--- BEGIN DATA SHOWN ---
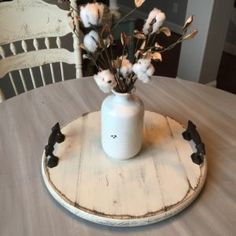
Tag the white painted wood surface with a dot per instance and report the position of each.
(25, 20)
(134, 192)
(25, 123)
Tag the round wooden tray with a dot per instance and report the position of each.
(158, 183)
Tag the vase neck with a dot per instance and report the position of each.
(121, 96)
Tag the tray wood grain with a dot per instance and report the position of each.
(159, 182)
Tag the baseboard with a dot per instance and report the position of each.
(230, 48)
(211, 84)
(140, 14)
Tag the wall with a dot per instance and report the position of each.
(203, 54)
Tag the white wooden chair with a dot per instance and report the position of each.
(31, 36)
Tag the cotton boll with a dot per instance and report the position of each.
(143, 69)
(91, 41)
(91, 14)
(159, 17)
(105, 80)
(143, 77)
(150, 70)
(126, 67)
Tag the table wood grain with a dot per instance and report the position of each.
(26, 207)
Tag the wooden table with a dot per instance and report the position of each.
(26, 207)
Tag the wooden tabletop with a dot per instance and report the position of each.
(26, 208)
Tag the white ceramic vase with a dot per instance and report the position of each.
(122, 125)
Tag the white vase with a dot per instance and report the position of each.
(122, 125)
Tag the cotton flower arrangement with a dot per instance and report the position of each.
(121, 73)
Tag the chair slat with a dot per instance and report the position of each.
(32, 77)
(47, 43)
(23, 80)
(58, 42)
(35, 58)
(76, 40)
(13, 84)
(32, 19)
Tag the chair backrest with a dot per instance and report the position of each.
(31, 36)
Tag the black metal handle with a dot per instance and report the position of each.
(191, 133)
(55, 137)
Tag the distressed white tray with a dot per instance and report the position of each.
(160, 182)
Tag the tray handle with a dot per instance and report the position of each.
(56, 136)
(191, 133)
--- END DATA SHOWN ---
* _SET TASK_: Copy every line of the entries above word for word, coordinates included, and leave the pictures out.

* _SOLUTION BELOW_:
Tag the white painted wood surface with a dot per instance and report the position of each.
(25, 20)
(134, 192)
(25, 123)
Tag the round wooden tray with a dot per instance and report the position of each.
(158, 183)
Tag the vase neck with a dot per instance and report the position of each.
(121, 96)
Tag the tray wood grain with a dot per instance and report the position of each.
(159, 182)
Tag the baseboard with a dot per instance and report the position of each.
(230, 48)
(211, 84)
(140, 14)
Tag the wall with a dot per instance and report the position of each.
(203, 54)
Tag the white wooden chair with a dot per instance and report the position of each.
(31, 36)
Tag the cotton boll with a dot per instance and report the position of each.
(143, 69)
(91, 41)
(91, 14)
(159, 17)
(105, 80)
(143, 77)
(150, 70)
(126, 67)
Tag the table wood grain with a dot per instance and report the position of each.
(26, 207)
Tag the wooden table with a dot per instance and report the position of each.
(26, 207)
Tag the wooden tabletop with a dot per instance and report the position of each.
(26, 208)
Tag the white ceramic vase with a dot per instance and report the position of each.
(122, 125)
Tag the white vase with a dot per instance and report the position of each.
(122, 125)
Tag the cotton flower arrangement with a dot per instance and report the position of each.
(121, 73)
Tag the chair slat with a dot per instance and report the position of each.
(32, 77)
(47, 43)
(23, 80)
(58, 42)
(35, 58)
(76, 40)
(13, 84)
(32, 19)
Tag the chair backrest with a dot per instance and report the position of each.
(31, 36)
Tag the black metal handle with a dot per instance and report the position of each.
(191, 133)
(55, 137)
Tag the distressed white tray with a dot per instance and report the position of each.
(160, 182)
Tag the tray handle with a dot per instance and report the position of each.
(56, 136)
(191, 133)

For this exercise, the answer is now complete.